**Texte à lire:**
※ ※ ※

La capacité de pilotage de combat de Guynemer avait donc encore progressé nettement comme elle est parfaitement décrite dans le texte où Ernst Udet raconte son combat contre Guynemer (qui semble avoir eu lieu en Juin 1917) : 

"L'escadrille 15, issue du groupe de chasse Habsheim, est maintenant réduite à 4 appareils pilotés par trois sergents et moi-même, leur leader. 
Nous volons presque toujours seuls : C'est la seule manière d'accomplir notre service. 

Une grande activité ennemie se fait sentir sur le front : L'ennemi doit préparer une offensive. Chaque jour, des saucisses apparaissent dans le ciel d’Été comme de longues colonnes de nuages ventrus. 

Si l'un d'entre eux éclatait, les autres seraient rappelés au solJe décolle donc tôt le matin, afin d'avoir le soleil dans le dos pour foncer sur une saucisse. 

Je vole très haut, plus que je ne l'ai jamais fait jusqu'à ce jour. L'altimètre affiche 5.000 mètres et l'air, léger, est glacial. Sous moi, le sol semble un gigantesque aquarium. 
Vers Lierval, là où tomba mon camarade Rheinhold, une cage à poule ennemie avance lentement, un peu comme une daphnie. 

Un point approche rapidement, il vient de l'Ouest. D'abord petit et noir, il grossit rapidement. C'est un Spad, appareil de Chasse ennemi. Comme moi, son pilote est seul et cherche une proie. Je me recule sur mon siège pour être plus confortable : Il va y avoir de la bagarre !

A la même hauteur, nous fonçons l'un vers l'autre, nous nous croisons de tout près. Nous tournons vers la gauche. L'appareil de l'autre, brun clair, brille au soleil. 

Puis nous commençons à tourner l'un autour de l'autre. 

D'en bas, nous devons ressembler à deux oiseaux de proie s'adonnant à l'amour, mais là, c'est un ballet de la mort : Le premiequi tourne le dos à son adversaire est perdu. Car le pilote d'un monoplace ne peut se servir de sa mitrailleuse fixe qu'en tirant devant lui.

Nous sommes parfois si près l'un de l'autre qu'il m'est possible de discerner nettement son visage allongé et pâle sous le casque de cuir. 

Sur le fuselage, entre les plans antérieurs et postérieurs, je peux lire un mot en lettres noires. Alors que, pour la cinquième fois, il m'effleure presque - il est si près que les tourbillons causés par son hélice me secouent - je puis reconnaître le mot Français "Vieux", élément de la marque de Guynemer. 

Oui, il n'y en a qu'un qui puisse voler comme cela sur ce front ! 

Guynemer, qui a déjà abattu trente Allemands, Guynemer qui chasse toujours seul, comme tous ces mortels prédateurs qui descendent du soleil, foncent sur l'adversaire, le descendent et disparaissent en quelques secondes.

※ ※ ※

**Matériel fourni:**
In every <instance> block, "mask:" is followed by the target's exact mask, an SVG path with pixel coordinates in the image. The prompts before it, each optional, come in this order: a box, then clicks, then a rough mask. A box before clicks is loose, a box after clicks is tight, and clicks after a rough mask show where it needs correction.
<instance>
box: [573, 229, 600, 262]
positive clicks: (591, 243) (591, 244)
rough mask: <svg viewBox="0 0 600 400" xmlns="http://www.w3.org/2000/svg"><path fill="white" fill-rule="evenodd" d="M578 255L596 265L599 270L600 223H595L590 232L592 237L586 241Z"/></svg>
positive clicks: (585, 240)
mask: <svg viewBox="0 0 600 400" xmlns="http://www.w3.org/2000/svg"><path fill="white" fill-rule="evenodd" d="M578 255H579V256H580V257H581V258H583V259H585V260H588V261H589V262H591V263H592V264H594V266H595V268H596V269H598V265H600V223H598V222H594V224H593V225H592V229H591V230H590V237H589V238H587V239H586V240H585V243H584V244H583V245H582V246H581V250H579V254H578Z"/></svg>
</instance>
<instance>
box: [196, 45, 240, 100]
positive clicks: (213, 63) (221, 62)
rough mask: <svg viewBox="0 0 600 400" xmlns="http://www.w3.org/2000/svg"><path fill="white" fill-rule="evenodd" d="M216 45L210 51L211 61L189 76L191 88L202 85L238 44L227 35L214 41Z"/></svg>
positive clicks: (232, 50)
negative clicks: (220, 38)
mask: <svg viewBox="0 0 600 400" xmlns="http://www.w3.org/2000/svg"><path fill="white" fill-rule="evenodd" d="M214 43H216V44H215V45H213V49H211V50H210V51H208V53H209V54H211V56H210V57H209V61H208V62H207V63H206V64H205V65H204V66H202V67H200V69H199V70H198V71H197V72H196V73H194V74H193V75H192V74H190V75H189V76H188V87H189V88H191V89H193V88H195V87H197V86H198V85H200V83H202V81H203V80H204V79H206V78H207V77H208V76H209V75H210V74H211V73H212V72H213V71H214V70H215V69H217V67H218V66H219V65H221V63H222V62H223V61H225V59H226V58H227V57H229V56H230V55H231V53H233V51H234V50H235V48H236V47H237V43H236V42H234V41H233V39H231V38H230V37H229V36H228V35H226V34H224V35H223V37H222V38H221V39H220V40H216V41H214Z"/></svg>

※ ※ ※

**Activités:**
**1.** Dans le récit du combat d'Udet contre Guynemer, quelle altitude l'altimètre affiche-t-il pendant le vol ?
**2.** Poursuivez le récit du combat d'Udet contre Guynemer à partir de sa dernière phrase.

**Réponses par activité:**
**1.** L'altimètre affiche 5.000 mètres.

**2.**
C'est donc un combat à mort. 

J'opère un demi-looping pour pouvoir piquer sur lui. Il a tout de suite compris et fait la même manœuvre. 
Une fois, il réussit à me surprendre au moment où je termine un virage. Aussitôt, ses balles crèvent le plan droit et frappent les haubans qui rendent un son clair. 
Je fais ce que je peux : Virages serrés, renversements, glissades : En un éclair, il a saisi et paré chacun de mes mouvements. 
Chaque fois, je constate combien il m'est supérieur.

Non seulement sa machine est meilleure, mais l'homme qui est aux commandes est plus fort que moi. Mais je continue à me battre.

Encore un virage. Il se trouve tout à coup dans mon viseur, je presse le bouton de tir... La mitrailleuse reste silencieuse... enrayée ! J'étreins le manche à balai de la main gauche, et, de la droite, je tente de désenrayer. En vain.  

Un instant, je songe à fuir en piqué, mais c'est sans espoir avec un tel adversaire : Il serait instantanément à mes trousses et me descendrait facilement. 

Nous continuons à tourner. Quel vol extraordinaire... si le prix à payer n'en était pas aussi exorbitant ! Jamais encore, je n'ai fait face à un aussi fin tacticien. 
Pendant quelques secondes, j'oublie complètement que ce pilote est Guynemer, mon pire ennemi. 
Il me semble même que c'est un camarade avec lequel je fais quelques exercices sur notre aérodrome. Mais cela ne dure que quelques secondes. 

Pendant 8 minutes, nous nous tournons l'un autour de l'autre, les plus longues minutes de ma vie.

A un moment, il passe juste au-dessus de moi, en volant sur le dos. 
Abandonnant un instant le manche, je tambourine sur ma mitrailleuse des deux mains. 
C'est un moyen primitif, il est vrai, mais, parfois, ça marche

D'en haut, Guynemer a vu ces mouvements, il doit les avoir vus, et il sait maintenant ce qui m'arrive et que je suis une proie inoffensive.
De nouveau, il passe, presque sur le dos, très près au-dessus de moi. Alors se produit un miracle : il sort sa main, me fait un petit salut, très léger, et pique rapidement vers ses lignes. 

Je retourne à la maison. Je suis bouleversé.

Certaines personnes disent que Guynemer a subi lui aussi un enrayage de mitrailleuse. D'autres prétendent qu'il a craint que, de désespoir, je ne l'éperonne en l'air. 
Mais je ne les crois pas. Je crois plutôt qu'aujourd'hui encore, il est resté un peu de cet héroïsme chevaleresque de l'ancien temps.

C'est pourquoi je dépose tardivement cette couronne sur la tombe inconnue de Guynemer."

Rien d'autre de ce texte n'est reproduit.